* WHAT YOU HAVE TO DO
A single figure is the whole answer: the number of lines in the entries that contain "table".

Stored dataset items
────────────────────────────────────────
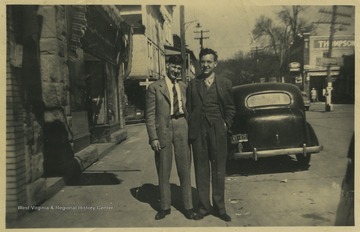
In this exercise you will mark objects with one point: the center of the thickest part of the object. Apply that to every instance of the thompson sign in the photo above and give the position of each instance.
(335, 43)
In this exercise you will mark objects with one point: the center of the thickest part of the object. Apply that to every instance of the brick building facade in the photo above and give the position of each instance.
(63, 64)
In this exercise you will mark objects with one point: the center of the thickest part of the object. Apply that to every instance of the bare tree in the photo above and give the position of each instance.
(277, 38)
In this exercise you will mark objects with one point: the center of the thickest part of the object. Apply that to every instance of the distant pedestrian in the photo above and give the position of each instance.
(168, 135)
(313, 94)
(211, 110)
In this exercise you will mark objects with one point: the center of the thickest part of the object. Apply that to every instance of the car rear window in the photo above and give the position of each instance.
(268, 99)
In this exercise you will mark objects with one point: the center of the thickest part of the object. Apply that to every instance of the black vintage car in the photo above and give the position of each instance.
(270, 120)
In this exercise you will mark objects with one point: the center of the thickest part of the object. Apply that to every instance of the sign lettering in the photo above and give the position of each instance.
(335, 44)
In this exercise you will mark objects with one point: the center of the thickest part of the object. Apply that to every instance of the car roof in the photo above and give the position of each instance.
(241, 92)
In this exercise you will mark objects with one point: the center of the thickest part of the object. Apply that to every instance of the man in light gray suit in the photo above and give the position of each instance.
(168, 135)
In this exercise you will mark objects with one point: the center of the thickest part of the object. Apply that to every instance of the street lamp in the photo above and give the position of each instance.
(183, 43)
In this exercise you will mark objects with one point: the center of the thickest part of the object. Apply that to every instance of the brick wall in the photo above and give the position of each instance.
(15, 139)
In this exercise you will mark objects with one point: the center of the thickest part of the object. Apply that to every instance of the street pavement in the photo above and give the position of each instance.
(120, 191)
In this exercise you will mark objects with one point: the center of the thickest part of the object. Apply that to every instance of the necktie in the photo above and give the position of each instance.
(207, 83)
(176, 101)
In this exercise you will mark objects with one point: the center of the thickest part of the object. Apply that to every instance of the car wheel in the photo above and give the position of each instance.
(303, 160)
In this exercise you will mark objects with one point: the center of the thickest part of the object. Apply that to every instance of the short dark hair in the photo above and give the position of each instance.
(206, 51)
(175, 60)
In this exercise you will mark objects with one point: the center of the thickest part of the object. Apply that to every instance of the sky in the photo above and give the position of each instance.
(230, 23)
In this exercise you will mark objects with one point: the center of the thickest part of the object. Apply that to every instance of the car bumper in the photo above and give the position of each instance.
(266, 153)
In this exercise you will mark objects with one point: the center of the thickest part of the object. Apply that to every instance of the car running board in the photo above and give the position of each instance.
(255, 154)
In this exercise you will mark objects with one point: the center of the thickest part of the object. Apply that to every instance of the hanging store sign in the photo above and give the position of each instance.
(329, 61)
(335, 43)
(294, 67)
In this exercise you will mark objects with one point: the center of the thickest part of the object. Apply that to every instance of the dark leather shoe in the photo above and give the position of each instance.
(225, 217)
(199, 216)
(189, 214)
(161, 214)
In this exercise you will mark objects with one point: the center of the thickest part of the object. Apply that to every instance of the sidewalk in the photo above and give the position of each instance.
(119, 190)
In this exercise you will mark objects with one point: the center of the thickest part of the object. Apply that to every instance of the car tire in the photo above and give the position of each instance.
(303, 160)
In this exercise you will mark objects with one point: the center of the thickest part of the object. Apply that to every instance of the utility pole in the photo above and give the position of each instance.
(201, 38)
(334, 14)
(183, 43)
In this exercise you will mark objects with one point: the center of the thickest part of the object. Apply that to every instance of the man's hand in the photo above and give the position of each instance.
(155, 145)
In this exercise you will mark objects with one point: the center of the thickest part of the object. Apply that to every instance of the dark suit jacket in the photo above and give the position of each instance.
(158, 110)
(195, 103)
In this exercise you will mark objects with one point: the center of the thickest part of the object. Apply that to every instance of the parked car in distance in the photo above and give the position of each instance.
(270, 120)
(306, 99)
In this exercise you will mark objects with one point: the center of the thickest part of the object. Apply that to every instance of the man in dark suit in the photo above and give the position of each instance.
(211, 111)
(168, 134)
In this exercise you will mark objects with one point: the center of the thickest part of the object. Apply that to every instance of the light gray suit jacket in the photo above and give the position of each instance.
(158, 110)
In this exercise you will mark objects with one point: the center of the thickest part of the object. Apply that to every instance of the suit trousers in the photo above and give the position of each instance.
(163, 160)
(210, 154)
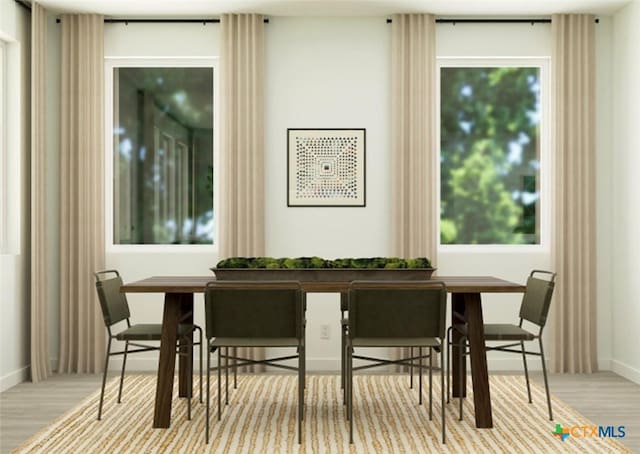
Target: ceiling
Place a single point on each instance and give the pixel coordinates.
(200, 8)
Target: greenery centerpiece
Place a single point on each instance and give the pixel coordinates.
(320, 269)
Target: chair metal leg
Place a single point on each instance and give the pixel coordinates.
(189, 348)
(350, 386)
(124, 364)
(104, 378)
(344, 373)
(342, 346)
(303, 360)
(526, 371)
(411, 367)
(462, 376)
(419, 374)
(430, 383)
(546, 380)
(219, 380)
(235, 368)
(300, 392)
(208, 377)
(448, 363)
(226, 375)
(201, 346)
(442, 391)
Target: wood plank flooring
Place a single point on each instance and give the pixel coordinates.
(605, 398)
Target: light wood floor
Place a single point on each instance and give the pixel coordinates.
(604, 398)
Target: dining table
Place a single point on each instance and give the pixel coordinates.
(466, 305)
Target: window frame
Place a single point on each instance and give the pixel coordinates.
(4, 162)
(545, 171)
(169, 62)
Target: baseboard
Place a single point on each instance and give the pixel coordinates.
(626, 371)
(604, 364)
(324, 364)
(14, 378)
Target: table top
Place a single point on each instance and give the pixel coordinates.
(196, 284)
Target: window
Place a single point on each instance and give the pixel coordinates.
(163, 169)
(490, 155)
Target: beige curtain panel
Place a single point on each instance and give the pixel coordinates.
────────────────────────────────────────
* RESULT
2